# Aim A:
Copy the Cayley-Hamilton appendix below in full, word for word.

# Source text:
━━━
Appendix B
Cayley-Hamilton Theorem

The Cayley-Hamilton Theorem can be used to quickly generate the powers of a matrix. For a matrix \(A\), the characteristic equation is a polynomial in \(x\) defined as the determinant of \(A-xI\) where \(I\) is the identity matrix

\begin{equation}\tag{B.1} g(x) = \mathrm{det}(A-xI) = 0 \end{equation}

The Cayley-Hamilton Theorem simply says that the matrix \(A\) satisfies its characteristic equation

\begin{equation}\tag{B.2} g(A) = 0 \end{equation}

We will not prove the theorem since it is well outside the scope of this book but we will show how to use it to calculate the powers of a 2 by 2 matrix.
━━━
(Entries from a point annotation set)
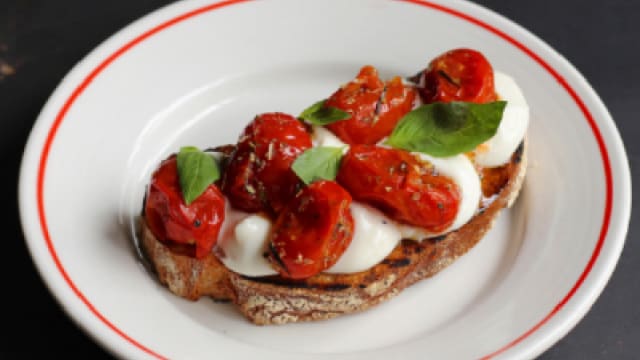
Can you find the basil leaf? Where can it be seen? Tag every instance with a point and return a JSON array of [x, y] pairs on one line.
[[319, 114], [447, 129], [318, 163], [196, 171]]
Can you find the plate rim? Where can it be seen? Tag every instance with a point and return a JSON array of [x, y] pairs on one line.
[[155, 22]]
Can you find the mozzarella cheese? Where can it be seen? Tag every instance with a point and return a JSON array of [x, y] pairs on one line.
[[374, 237], [244, 237], [243, 243], [515, 119]]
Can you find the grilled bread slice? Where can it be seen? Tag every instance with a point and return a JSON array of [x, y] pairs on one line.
[[275, 300]]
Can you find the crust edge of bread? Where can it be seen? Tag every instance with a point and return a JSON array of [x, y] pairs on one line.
[[324, 296]]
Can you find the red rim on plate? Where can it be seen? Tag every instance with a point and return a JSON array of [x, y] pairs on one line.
[[188, 15]]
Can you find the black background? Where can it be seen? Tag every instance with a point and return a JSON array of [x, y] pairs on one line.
[[41, 40]]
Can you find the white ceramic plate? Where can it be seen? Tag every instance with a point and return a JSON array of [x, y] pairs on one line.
[[196, 72]]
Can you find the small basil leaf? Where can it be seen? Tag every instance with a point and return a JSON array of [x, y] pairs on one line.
[[447, 129], [319, 114], [318, 163], [196, 171]]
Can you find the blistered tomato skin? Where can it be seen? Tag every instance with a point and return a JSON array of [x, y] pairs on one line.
[[375, 107], [172, 221], [312, 232], [458, 75], [394, 181], [259, 176]]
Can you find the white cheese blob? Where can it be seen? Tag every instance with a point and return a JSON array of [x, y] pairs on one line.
[[322, 136], [461, 170], [243, 241], [374, 237], [515, 120]]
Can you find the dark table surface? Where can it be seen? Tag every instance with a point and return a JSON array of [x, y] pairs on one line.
[[41, 40]]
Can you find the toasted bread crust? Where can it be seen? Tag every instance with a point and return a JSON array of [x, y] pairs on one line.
[[274, 300]]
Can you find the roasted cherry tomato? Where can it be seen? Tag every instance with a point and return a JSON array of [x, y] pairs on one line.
[[259, 176], [172, 221], [375, 107], [458, 75], [313, 231], [397, 183]]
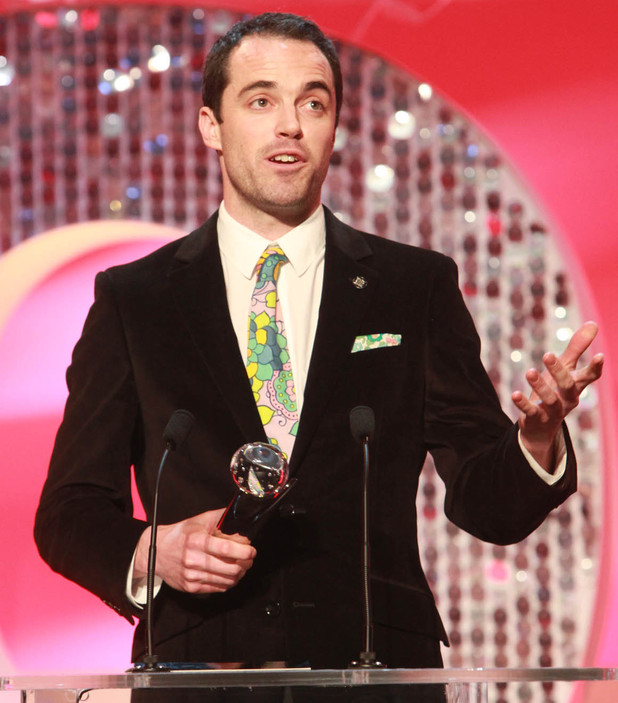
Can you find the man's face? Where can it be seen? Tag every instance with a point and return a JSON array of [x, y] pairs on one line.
[[277, 130]]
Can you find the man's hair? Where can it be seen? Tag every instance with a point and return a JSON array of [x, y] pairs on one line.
[[270, 24]]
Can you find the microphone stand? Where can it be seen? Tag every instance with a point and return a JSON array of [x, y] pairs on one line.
[[367, 658], [151, 659]]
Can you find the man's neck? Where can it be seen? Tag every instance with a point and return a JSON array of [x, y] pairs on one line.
[[267, 225]]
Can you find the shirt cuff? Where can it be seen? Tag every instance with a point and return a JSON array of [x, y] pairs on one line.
[[136, 588], [559, 453]]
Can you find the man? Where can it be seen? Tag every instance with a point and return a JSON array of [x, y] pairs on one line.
[[367, 322]]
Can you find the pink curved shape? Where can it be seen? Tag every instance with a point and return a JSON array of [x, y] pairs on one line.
[[35, 349]]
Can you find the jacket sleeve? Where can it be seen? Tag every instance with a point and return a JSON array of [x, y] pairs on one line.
[[84, 526], [491, 490]]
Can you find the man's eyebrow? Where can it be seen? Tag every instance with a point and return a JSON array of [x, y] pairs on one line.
[[308, 87], [317, 85], [255, 85]]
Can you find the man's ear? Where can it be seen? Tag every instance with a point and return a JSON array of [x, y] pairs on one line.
[[209, 128]]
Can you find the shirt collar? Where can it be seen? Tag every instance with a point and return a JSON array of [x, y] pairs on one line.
[[243, 247]]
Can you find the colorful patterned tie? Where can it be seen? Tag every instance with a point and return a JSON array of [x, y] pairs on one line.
[[268, 361]]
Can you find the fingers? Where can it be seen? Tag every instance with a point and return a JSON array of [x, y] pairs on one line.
[[579, 342], [194, 556]]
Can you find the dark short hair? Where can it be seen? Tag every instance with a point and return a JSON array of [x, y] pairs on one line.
[[273, 24]]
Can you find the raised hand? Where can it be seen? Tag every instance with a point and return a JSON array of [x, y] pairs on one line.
[[555, 392]]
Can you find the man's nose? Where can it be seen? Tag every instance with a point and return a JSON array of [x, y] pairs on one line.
[[288, 124]]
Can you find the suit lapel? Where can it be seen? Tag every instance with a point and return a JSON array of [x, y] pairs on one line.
[[198, 289], [349, 285]]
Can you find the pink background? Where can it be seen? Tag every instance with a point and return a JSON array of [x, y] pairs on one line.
[[539, 76]]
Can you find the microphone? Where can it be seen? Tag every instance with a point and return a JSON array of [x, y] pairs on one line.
[[176, 431], [362, 426]]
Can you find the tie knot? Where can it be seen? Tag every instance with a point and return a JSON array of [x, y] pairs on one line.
[[270, 263]]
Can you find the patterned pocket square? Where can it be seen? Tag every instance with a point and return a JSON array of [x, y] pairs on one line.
[[376, 341]]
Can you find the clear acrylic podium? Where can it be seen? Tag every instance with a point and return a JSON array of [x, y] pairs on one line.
[[462, 685]]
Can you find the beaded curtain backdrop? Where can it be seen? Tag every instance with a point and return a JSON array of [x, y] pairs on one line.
[[98, 121]]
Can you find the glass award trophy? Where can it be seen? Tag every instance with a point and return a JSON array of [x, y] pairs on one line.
[[261, 474]]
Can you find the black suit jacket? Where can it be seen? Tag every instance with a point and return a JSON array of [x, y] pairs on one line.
[[159, 337]]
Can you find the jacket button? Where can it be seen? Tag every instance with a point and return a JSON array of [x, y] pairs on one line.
[[273, 609]]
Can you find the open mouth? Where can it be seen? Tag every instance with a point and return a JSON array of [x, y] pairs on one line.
[[284, 159]]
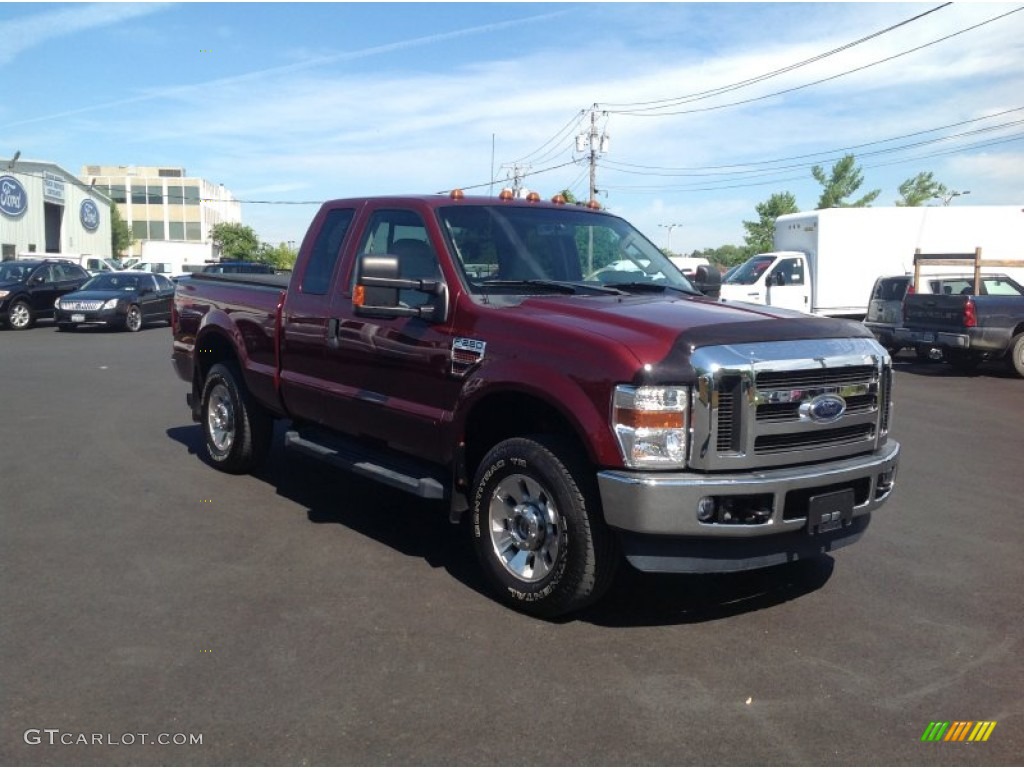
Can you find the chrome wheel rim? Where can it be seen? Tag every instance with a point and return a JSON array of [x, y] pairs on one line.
[[525, 527], [19, 315], [220, 419]]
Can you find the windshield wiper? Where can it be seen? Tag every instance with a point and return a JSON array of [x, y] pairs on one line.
[[652, 287], [553, 286]]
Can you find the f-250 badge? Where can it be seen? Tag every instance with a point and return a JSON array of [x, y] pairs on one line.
[[466, 353]]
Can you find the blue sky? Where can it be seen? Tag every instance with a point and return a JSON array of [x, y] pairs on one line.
[[295, 102]]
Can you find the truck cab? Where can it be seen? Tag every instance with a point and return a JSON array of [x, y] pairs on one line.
[[779, 279]]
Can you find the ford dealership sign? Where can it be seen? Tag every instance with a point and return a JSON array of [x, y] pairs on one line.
[[89, 215], [13, 201]]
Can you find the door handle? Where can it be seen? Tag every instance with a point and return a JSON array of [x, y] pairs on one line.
[[333, 330]]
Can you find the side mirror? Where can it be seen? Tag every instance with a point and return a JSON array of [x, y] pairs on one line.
[[708, 281], [377, 287]]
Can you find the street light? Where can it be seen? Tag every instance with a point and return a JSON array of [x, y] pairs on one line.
[[950, 195], [670, 227]]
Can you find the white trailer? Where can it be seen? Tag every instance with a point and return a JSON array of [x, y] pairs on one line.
[[175, 258], [825, 262]]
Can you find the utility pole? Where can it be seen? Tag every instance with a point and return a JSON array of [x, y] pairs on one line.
[[515, 176], [597, 142], [670, 227]]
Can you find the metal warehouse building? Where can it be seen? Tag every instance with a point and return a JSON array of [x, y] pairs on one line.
[[46, 210]]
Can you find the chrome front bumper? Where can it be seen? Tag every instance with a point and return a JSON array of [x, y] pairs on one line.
[[655, 515], [667, 504]]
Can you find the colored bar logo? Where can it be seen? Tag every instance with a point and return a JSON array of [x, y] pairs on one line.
[[958, 730]]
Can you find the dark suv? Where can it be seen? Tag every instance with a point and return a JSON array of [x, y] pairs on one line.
[[28, 289]]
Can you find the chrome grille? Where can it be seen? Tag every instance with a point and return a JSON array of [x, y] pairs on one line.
[[756, 403], [774, 443]]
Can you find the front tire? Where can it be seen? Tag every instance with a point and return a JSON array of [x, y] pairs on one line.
[[1017, 354], [538, 528], [19, 315], [133, 318], [236, 431]]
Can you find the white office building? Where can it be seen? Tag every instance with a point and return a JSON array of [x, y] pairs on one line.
[[164, 203]]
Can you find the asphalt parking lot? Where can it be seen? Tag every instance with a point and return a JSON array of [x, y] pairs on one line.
[[302, 616]]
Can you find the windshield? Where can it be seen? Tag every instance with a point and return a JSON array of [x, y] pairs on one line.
[[748, 272], [15, 272], [506, 249], [112, 282]]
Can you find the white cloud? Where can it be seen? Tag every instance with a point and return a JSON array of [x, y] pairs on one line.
[[20, 35]]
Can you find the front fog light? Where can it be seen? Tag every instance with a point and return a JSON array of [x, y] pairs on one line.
[[706, 509]]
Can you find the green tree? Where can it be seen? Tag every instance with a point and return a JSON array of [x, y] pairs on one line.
[[919, 189], [121, 237], [761, 233], [280, 256], [237, 242], [844, 180]]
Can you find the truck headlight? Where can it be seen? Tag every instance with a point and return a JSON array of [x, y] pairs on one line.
[[650, 424]]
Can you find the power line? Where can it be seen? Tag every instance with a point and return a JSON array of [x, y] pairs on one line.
[[640, 114], [820, 155], [713, 186], [642, 105]]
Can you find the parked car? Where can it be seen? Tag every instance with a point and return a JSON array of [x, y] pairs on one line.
[[970, 324], [28, 289], [240, 267], [128, 300], [885, 309], [458, 348]]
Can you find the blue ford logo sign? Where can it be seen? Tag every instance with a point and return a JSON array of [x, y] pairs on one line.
[[13, 201], [89, 214], [824, 408]]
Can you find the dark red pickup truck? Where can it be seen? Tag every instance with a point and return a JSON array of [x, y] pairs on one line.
[[547, 370]]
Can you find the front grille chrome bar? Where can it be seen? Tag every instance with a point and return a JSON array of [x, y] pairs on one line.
[[755, 403]]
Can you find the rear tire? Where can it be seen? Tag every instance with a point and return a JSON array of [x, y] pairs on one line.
[[133, 318], [237, 432], [538, 527], [1017, 354], [19, 315]]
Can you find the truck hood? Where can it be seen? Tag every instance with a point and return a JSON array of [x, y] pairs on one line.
[[663, 332]]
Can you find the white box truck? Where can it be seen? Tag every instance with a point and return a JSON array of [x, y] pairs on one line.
[[825, 262], [174, 259]]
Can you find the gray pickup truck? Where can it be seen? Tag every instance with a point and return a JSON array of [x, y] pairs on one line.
[[969, 323]]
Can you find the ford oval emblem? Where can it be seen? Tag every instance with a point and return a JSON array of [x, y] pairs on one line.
[[13, 200], [89, 214], [824, 408]]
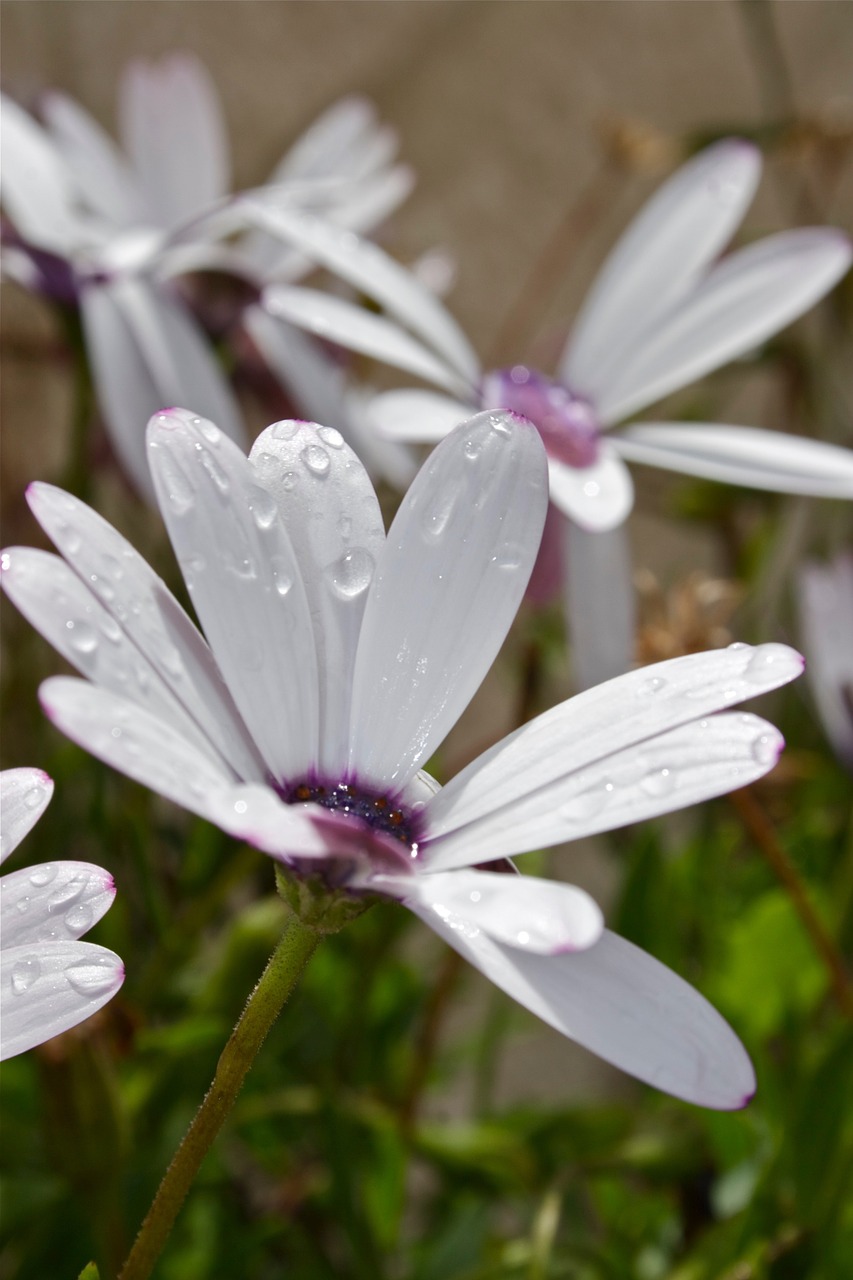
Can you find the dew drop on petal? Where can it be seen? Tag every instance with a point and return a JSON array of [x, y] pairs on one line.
[[80, 918], [331, 437], [316, 460], [351, 574], [42, 876], [24, 974], [91, 977], [658, 782]]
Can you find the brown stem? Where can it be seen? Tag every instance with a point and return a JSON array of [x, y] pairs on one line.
[[758, 826]]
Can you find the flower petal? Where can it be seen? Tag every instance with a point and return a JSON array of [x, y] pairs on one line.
[[446, 589], [48, 987], [245, 583], [596, 498], [36, 186], [153, 621], [368, 269], [135, 743], [24, 794], [172, 128], [625, 1006], [670, 242], [600, 603], [569, 745], [350, 325], [332, 516], [101, 173], [744, 300], [825, 595], [521, 912], [54, 901], [418, 416], [146, 352], [740, 455]]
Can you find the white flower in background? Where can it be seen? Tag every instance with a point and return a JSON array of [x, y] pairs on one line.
[[662, 312], [110, 228], [337, 659], [826, 626], [49, 981]]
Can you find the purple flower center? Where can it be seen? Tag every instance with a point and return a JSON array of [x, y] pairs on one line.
[[379, 812], [566, 423]]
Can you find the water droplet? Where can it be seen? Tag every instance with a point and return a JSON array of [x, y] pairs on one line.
[[80, 918], [658, 782], [264, 508], [91, 977], [436, 519], [215, 471], [210, 433], [331, 437], [284, 430], [765, 749], [82, 636], [41, 876], [316, 460], [653, 685], [24, 974], [351, 574]]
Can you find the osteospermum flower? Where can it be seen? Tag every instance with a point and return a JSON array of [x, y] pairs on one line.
[[110, 228], [662, 311], [338, 661], [825, 597], [49, 981]]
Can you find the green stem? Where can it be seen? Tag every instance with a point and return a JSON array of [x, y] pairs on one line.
[[263, 1008]]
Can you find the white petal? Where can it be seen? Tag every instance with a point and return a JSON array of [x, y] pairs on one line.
[[530, 914], [245, 583], [48, 987], [366, 268], [632, 711], [101, 173], [740, 455], [350, 325], [451, 577], [146, 353], [671, 771], [135, 743], [24, 794], [626, 1008], [54, 901], [151, 620], [418, 416], [598, 497], [674, 237], [173, 131], [37, 192], [600, 603], [744, 300], [332, 516], [825, 594]]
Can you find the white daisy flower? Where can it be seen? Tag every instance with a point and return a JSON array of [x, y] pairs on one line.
[[49, 981], [825, 597], [109, 227], [662, 312], [337, 659]]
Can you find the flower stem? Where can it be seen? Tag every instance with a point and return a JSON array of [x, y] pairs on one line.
[[263, 1008]]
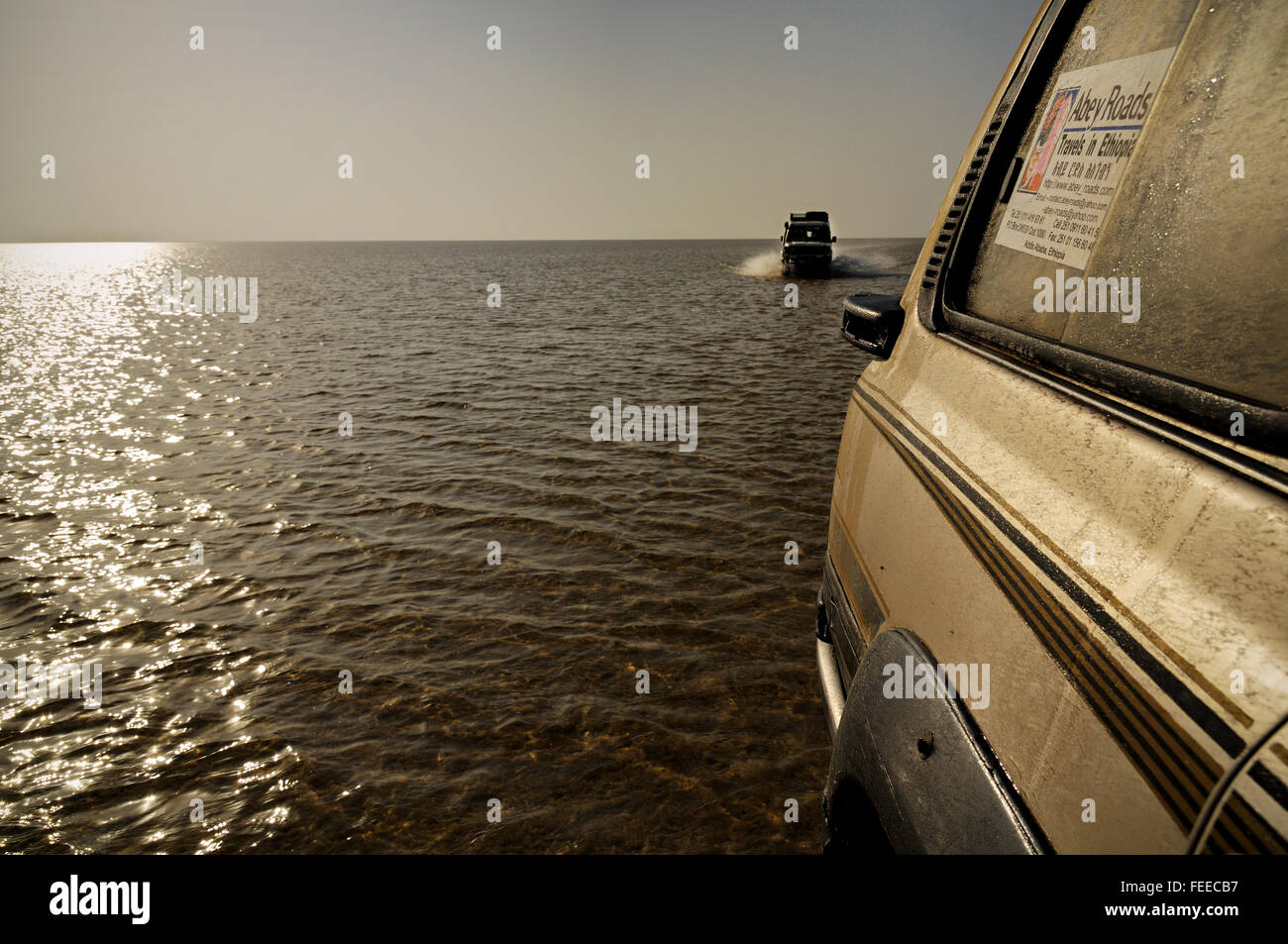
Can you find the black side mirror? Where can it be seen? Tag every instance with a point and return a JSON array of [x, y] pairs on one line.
━━━
# Aim B:
How many lines in the records above contain the string "building"? Match case exactly and reply with the number alone.

# Written response A:
Appendix B
Cayley-Hamilton Theorem

The Cayley-Hamilton Theorem can be used to quickly generate the powers of a matrix. For a matrix \(A\), the characteristic equation is a polynomial in \(x\) defined as the determinant of \(A-xI\) where \(I\) is the identity matrix

\begin{equation}\tag{B.1} g(x) = \mathrm{det}(A-xI) = 0 \end{equation}

The Cayley-Hamilton Theorem simply says that the matrix \(A\) satisfies its characteristic equation

\begin{equation}\tag{B.2} g(A) = 0 \end{equation}

We will not prove the theorem since it is well outside the scope of this book but we will show how to use it to calculate the powers of a 2 by 2 matrix.

# Written response B:
2